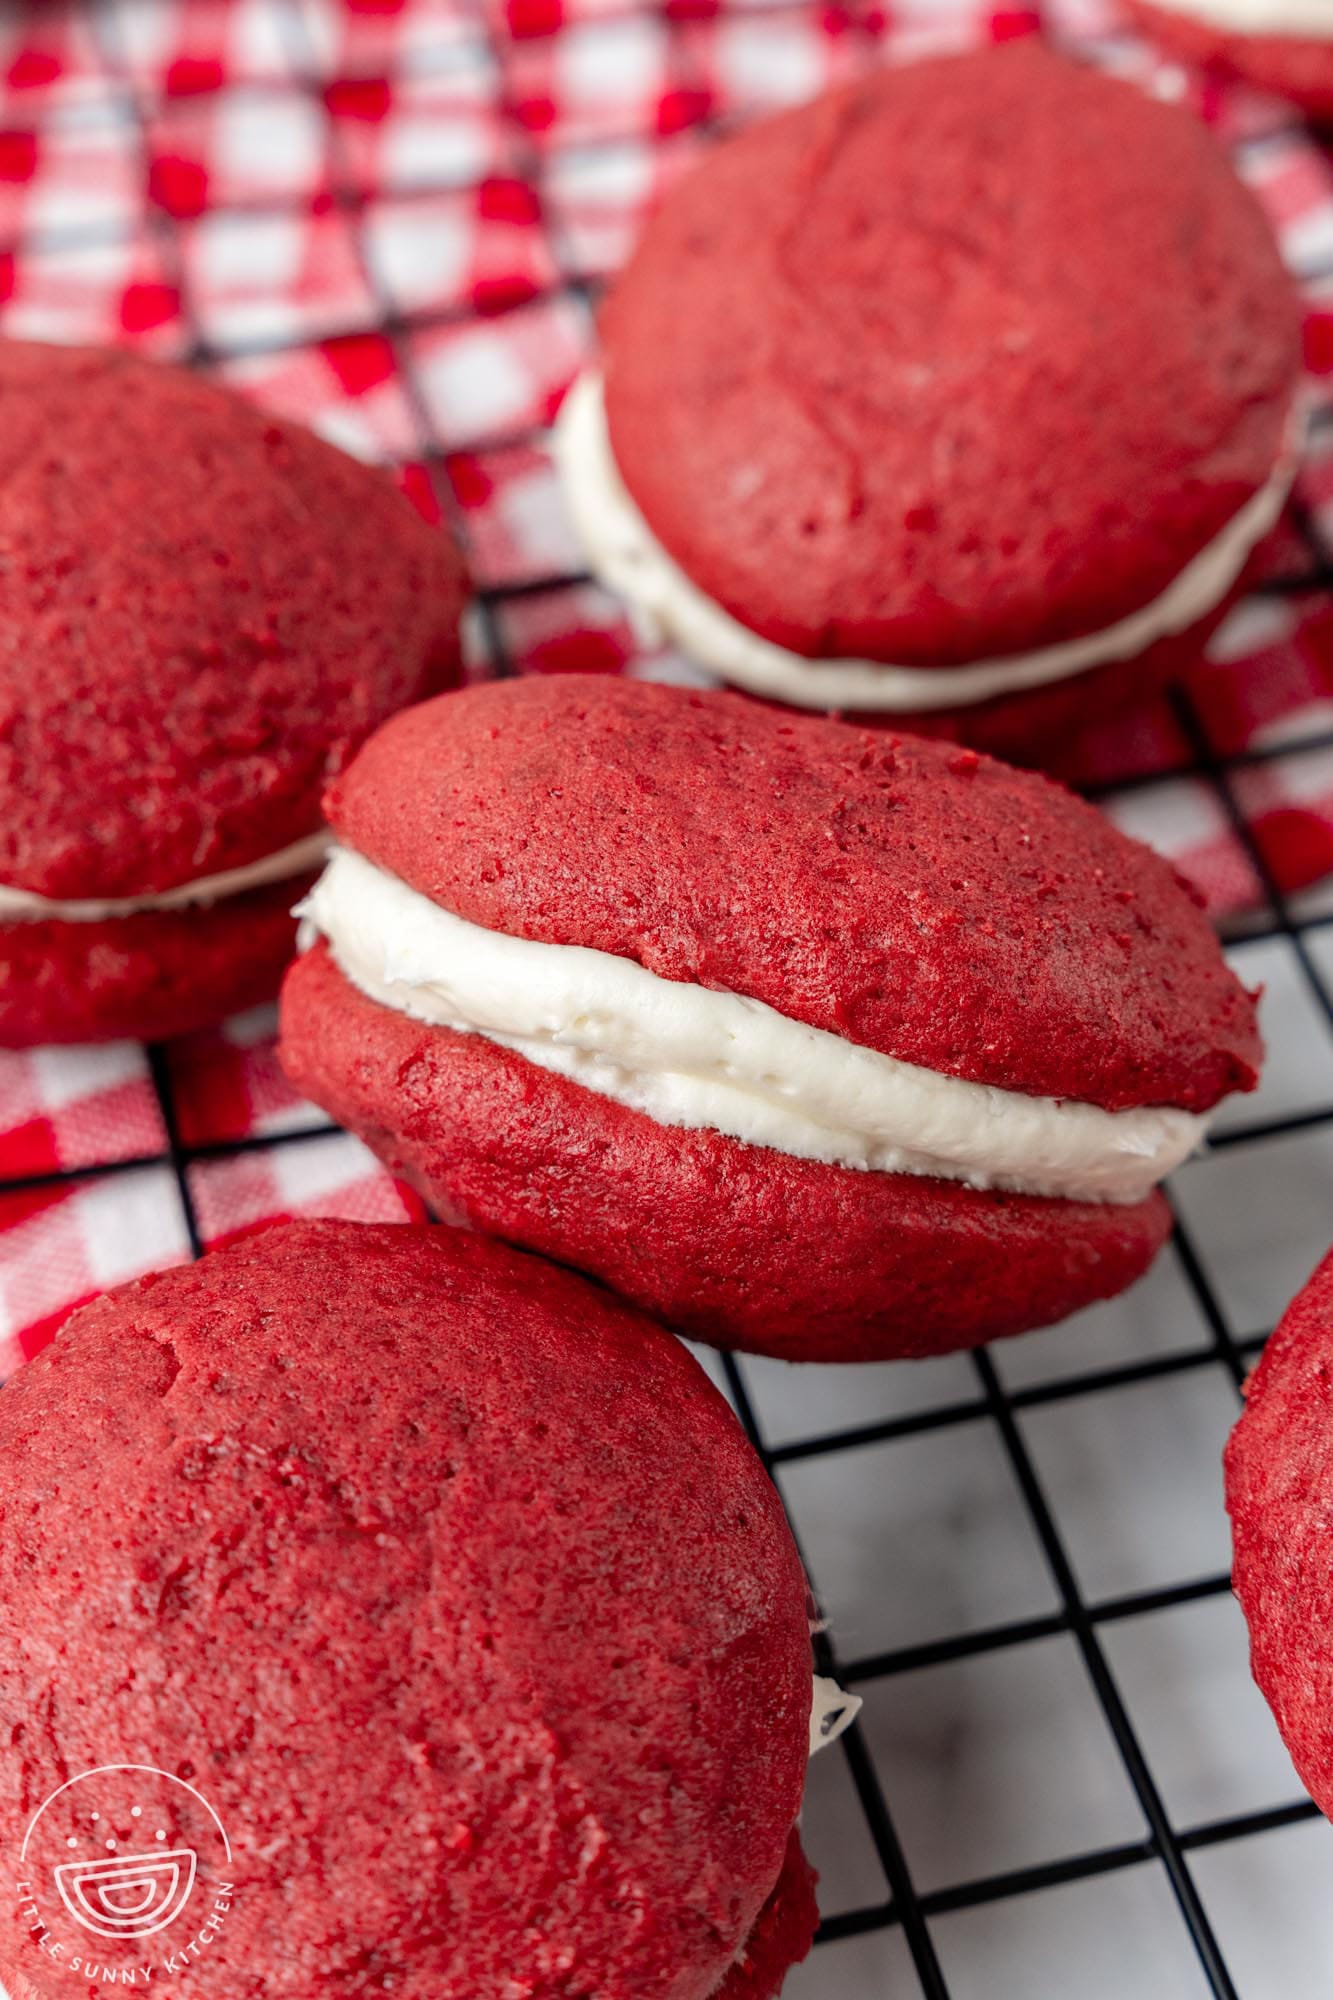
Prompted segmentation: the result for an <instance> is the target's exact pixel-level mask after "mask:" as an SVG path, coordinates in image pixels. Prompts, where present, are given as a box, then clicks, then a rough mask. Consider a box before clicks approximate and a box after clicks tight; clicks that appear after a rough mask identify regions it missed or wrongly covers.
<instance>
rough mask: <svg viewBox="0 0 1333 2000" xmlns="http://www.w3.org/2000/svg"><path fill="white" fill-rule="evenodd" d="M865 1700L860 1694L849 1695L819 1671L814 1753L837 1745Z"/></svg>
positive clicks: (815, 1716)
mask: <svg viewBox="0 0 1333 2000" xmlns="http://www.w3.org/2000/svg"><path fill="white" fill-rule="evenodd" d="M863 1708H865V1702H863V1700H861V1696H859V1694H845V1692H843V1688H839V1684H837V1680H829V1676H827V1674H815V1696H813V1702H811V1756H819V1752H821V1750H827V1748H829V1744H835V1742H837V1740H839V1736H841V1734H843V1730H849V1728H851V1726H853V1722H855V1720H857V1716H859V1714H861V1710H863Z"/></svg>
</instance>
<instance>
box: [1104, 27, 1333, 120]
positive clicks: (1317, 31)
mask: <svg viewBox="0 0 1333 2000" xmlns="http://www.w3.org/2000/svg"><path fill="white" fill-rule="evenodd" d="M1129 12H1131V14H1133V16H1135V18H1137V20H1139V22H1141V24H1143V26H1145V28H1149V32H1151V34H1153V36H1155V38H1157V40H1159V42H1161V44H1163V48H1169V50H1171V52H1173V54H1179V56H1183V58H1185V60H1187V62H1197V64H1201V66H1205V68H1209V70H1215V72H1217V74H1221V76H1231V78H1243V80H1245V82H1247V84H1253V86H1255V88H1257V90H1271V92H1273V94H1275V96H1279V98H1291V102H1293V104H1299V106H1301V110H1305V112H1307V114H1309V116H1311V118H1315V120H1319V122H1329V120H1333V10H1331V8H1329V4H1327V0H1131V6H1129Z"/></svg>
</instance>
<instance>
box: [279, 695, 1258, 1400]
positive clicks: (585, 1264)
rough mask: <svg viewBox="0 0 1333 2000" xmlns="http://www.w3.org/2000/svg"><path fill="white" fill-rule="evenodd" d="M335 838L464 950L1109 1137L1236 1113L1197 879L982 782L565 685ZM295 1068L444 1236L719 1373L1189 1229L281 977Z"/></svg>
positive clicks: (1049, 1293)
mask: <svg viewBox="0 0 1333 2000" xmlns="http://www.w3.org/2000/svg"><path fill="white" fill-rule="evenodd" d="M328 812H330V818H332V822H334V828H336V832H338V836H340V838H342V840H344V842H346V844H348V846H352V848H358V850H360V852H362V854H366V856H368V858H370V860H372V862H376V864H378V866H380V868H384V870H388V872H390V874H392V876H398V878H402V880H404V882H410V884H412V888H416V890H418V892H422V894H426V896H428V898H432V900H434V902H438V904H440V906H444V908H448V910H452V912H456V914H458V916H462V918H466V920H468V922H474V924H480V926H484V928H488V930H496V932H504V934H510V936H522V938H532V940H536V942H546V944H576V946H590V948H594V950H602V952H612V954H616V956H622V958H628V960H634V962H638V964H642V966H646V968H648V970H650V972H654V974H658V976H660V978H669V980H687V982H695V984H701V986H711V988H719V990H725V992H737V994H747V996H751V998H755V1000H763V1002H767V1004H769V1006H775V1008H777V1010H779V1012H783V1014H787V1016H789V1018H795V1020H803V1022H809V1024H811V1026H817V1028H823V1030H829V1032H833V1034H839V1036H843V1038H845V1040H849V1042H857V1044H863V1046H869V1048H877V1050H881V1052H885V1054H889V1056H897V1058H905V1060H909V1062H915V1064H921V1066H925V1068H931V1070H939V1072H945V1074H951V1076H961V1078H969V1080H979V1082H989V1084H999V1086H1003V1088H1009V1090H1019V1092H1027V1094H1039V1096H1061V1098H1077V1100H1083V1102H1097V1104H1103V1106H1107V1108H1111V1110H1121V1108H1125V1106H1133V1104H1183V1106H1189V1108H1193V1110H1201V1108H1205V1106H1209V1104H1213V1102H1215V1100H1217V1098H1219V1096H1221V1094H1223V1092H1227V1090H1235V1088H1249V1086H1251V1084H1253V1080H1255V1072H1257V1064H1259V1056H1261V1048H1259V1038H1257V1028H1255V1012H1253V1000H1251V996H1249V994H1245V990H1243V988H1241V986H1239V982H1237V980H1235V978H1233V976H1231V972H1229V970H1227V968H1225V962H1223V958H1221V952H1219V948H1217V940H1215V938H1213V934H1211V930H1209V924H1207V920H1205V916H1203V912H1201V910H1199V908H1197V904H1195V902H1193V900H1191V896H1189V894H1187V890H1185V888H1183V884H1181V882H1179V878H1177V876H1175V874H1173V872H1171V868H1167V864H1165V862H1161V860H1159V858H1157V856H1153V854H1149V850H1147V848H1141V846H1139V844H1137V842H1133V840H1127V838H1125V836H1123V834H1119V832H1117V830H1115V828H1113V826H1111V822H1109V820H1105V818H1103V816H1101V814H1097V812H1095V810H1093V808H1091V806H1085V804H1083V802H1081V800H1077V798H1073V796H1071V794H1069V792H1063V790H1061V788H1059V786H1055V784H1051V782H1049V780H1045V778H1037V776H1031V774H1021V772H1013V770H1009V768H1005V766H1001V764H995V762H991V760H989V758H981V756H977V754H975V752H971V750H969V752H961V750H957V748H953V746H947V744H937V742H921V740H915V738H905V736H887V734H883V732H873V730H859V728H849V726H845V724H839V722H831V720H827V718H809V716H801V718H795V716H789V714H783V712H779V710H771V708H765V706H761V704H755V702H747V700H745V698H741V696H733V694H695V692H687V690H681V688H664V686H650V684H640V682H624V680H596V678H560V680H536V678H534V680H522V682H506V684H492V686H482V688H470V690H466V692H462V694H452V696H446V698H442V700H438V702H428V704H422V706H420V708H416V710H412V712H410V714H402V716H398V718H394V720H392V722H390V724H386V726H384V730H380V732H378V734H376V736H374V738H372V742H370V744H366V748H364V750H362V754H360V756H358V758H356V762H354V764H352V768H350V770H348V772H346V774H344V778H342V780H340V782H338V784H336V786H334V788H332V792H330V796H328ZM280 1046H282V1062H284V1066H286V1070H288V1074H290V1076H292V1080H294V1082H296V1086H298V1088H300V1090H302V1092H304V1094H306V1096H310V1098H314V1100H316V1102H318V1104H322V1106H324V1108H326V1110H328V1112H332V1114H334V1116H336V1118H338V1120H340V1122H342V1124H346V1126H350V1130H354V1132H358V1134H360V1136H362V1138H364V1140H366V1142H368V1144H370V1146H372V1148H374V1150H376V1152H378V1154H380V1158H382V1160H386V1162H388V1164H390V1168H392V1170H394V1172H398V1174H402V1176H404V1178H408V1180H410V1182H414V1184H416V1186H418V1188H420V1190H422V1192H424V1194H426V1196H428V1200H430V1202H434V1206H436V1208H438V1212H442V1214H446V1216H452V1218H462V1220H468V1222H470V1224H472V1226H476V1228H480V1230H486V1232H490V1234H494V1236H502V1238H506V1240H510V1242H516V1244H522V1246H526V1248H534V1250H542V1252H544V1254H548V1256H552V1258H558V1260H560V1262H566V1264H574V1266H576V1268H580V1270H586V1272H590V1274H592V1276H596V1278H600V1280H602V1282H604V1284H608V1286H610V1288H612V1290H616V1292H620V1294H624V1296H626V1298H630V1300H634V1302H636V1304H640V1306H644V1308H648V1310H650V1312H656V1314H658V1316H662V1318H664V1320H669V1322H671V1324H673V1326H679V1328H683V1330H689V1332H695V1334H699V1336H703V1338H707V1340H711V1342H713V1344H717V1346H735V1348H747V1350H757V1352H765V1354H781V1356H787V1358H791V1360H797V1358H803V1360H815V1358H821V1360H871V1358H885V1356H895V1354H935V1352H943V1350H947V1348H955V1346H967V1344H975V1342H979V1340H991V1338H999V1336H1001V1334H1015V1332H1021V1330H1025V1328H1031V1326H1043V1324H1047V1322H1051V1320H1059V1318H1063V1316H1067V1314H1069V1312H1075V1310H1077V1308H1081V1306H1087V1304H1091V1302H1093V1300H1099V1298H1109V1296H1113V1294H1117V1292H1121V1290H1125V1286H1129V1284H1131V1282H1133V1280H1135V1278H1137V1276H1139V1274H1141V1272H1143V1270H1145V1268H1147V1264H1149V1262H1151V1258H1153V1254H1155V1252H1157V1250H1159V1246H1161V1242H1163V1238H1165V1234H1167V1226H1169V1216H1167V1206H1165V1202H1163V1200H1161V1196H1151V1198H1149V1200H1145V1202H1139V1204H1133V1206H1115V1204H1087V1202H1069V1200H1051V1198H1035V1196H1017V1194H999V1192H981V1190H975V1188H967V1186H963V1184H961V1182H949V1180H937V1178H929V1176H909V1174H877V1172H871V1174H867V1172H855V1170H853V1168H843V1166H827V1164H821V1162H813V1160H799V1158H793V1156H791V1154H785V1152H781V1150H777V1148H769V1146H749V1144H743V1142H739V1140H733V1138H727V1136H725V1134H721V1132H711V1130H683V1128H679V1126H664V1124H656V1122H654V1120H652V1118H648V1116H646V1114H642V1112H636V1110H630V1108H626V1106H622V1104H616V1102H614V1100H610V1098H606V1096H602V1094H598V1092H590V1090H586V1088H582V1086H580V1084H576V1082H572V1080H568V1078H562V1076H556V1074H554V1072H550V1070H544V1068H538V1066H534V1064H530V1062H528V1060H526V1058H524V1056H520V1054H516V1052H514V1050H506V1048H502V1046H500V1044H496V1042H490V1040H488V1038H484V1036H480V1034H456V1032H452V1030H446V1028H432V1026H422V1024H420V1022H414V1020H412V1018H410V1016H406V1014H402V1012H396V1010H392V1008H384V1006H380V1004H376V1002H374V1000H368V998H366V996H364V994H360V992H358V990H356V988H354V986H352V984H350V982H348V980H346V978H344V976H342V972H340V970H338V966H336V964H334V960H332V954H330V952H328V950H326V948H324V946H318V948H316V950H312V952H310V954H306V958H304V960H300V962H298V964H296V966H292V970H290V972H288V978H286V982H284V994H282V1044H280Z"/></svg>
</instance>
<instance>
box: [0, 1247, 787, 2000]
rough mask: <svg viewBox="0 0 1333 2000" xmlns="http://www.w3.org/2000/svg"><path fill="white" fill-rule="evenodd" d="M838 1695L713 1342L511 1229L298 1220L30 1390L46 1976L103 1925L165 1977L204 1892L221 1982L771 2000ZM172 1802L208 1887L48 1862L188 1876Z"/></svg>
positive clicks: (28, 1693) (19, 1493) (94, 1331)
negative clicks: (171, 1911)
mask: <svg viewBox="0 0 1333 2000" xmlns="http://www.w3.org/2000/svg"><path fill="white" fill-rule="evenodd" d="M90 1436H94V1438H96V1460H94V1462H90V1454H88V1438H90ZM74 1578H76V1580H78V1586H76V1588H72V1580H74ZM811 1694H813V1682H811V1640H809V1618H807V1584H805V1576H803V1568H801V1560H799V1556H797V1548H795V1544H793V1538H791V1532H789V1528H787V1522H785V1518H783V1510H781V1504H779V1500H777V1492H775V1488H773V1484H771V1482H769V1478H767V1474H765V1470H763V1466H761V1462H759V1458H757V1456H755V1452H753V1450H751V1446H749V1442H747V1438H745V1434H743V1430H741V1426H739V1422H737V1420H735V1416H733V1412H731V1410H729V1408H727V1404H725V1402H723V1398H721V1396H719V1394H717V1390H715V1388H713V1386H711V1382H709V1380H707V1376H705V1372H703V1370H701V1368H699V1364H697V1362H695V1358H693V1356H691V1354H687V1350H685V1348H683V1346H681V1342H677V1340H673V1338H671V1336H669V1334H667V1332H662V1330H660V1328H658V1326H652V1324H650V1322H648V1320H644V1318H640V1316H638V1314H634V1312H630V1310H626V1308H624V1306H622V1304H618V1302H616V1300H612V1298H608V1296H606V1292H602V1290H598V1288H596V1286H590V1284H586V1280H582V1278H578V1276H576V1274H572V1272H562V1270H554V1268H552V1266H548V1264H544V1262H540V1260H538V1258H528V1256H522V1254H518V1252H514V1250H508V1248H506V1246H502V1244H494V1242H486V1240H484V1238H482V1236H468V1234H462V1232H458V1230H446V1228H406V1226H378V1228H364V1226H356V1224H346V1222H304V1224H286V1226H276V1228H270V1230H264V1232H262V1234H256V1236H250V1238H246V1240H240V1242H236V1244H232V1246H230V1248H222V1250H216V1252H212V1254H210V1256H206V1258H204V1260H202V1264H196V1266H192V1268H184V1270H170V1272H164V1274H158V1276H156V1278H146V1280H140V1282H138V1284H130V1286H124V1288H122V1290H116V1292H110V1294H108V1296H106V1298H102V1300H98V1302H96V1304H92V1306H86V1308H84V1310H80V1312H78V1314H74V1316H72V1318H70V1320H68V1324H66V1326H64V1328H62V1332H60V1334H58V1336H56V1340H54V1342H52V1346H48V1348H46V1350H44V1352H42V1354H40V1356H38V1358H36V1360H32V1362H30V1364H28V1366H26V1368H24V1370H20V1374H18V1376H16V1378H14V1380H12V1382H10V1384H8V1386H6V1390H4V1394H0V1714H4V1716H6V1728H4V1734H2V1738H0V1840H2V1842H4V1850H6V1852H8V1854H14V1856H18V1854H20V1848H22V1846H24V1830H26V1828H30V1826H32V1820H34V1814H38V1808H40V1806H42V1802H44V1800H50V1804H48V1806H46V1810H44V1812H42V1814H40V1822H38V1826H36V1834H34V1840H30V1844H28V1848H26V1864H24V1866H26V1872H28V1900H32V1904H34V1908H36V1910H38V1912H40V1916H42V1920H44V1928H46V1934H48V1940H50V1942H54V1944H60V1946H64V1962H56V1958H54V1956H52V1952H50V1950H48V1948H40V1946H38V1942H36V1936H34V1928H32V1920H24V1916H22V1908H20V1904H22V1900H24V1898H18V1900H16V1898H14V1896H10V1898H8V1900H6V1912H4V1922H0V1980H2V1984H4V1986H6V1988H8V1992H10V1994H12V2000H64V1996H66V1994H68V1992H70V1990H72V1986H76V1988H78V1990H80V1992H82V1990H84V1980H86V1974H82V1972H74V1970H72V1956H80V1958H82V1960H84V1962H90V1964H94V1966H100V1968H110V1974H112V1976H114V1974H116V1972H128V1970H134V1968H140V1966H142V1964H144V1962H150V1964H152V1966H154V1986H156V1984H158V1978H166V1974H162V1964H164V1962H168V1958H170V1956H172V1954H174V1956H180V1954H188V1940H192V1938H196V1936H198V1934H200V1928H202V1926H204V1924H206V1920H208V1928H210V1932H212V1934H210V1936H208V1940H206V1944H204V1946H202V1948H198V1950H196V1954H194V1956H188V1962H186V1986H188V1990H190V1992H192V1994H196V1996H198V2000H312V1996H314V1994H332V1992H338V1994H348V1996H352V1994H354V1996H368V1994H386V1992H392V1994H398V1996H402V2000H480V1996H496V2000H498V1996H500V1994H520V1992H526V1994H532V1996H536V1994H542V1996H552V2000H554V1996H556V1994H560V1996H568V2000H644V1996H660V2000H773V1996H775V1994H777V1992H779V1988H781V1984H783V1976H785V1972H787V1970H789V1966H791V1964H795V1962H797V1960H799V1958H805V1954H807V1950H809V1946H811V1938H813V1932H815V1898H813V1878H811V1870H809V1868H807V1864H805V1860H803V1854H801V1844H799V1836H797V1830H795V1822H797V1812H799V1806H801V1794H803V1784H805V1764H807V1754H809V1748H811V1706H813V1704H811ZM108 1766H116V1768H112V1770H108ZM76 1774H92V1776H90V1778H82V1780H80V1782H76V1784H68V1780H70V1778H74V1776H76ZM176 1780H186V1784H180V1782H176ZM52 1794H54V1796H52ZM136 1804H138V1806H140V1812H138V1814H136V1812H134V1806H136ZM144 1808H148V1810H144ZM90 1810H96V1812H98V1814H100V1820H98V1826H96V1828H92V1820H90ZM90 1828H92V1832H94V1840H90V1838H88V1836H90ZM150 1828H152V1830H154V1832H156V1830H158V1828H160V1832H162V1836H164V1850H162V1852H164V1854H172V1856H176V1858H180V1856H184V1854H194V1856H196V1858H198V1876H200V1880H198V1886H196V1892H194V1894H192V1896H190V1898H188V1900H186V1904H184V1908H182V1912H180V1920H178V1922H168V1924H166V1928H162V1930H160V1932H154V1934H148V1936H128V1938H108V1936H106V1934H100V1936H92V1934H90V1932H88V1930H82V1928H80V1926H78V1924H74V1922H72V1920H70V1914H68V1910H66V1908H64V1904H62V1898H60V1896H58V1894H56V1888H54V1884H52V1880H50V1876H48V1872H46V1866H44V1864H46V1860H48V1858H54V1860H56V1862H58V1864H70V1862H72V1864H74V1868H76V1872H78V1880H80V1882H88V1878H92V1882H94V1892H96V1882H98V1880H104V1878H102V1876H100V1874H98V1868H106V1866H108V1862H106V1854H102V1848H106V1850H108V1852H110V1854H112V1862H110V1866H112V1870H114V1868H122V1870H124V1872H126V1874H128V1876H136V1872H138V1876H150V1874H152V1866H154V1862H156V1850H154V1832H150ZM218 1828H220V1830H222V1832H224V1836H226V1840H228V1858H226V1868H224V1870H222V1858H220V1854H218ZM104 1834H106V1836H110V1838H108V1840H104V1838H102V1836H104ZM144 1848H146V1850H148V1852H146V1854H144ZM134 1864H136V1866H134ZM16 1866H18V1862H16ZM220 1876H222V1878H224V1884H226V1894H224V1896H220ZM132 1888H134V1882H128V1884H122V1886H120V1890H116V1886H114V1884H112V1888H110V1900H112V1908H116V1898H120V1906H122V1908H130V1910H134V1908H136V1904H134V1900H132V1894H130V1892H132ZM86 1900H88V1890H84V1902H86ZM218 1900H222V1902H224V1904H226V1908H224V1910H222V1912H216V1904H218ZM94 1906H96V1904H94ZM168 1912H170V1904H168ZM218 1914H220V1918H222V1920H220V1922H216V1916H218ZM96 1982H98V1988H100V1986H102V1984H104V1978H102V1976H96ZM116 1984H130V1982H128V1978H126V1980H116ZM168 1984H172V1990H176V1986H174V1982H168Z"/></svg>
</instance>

+-------+

Required action ▸
Copy the records word for word, from their start up to and including the line that contains "box: [279, 695, 1258, 1400]". Leave the pictures out.

Finished task ▸
Prompted segmentation: the result for an <instance> is the target's exact pixel-level mask after "mask:" as an SVG path, coordinates in image pixels. Prompts, where present, are given as a box, then clicks, then a rough mask. Consider a box before clicks approximate and a box after clicks tight; clicks that appear after a rough mask identify regions it missed or wrongly covers.
<instance>
rough mask: <svg viewBox="0 0 1333 2000" xmlns="http://www.w3.org/2000/svg"><path fill="white" fill-rule="evenodd" d="M865 1700L860 1694L849 1695L819 1671L814 1753L837 1745Z"/></svg>
positive clicks: (815, 1716)
mask: <svg viewBox="0 0 1333 2000" xmlns="http://www.w3.org/2000/svg"><path fill="white" fill-rule="evenodd" d="M863 1708H865V1702H863V1700H861V1696H859V1694H845V1692H843V1688H839V1684H837V1680H829V1676H827V1674H815V1696H813V1702H811V1756H819V1752H821V1750H827V1748H829V1744H835V1742H837V1740H839V1736H841V1734H843V1730H849V1728H851V1726H853V1722H855V1720H857V1716H859V1714H861V1710H863Z"/></svg>
</instance>
<instance>
box: [1104, 27, 1333, 120]
positive clicks: (1317, 31)
mask: <svg viewBox="0 0 1333 2000" xmlns="http://www.w3.org/2000/svg"><path fill="white" fill-rule="evenodd" d="M1129 12H1131V14H1133V16H1135V18H1137V20H1139V22H1141V24H1143V26H1145V28H1149V32H1151V34H1153V36H1155V38H1157V40H1159V42H1161V44H1163V48H1169V50H1171V52H1173V54H1179V56H1183V58H1185V60H1187V62H1197V64H1201V66H1205V68H1209V70H1215V72H1217V74H1221V76H1231V78H1243V80H1245V82H1247V84H1253V86H1255V88H1257V90H1271V92H1273V94H1275V96H1279V98H1291V102H1293V104H1299V106H1301V110H1305V112H1307V114H1309V116H1311V118H1315V120H1319V122H1329V120H1333V10H1331V8H1329V4H1327V0H1131V6H1129Z"/></svg>
</instance>
<instance>
box: [279, 695, 1258, 1400]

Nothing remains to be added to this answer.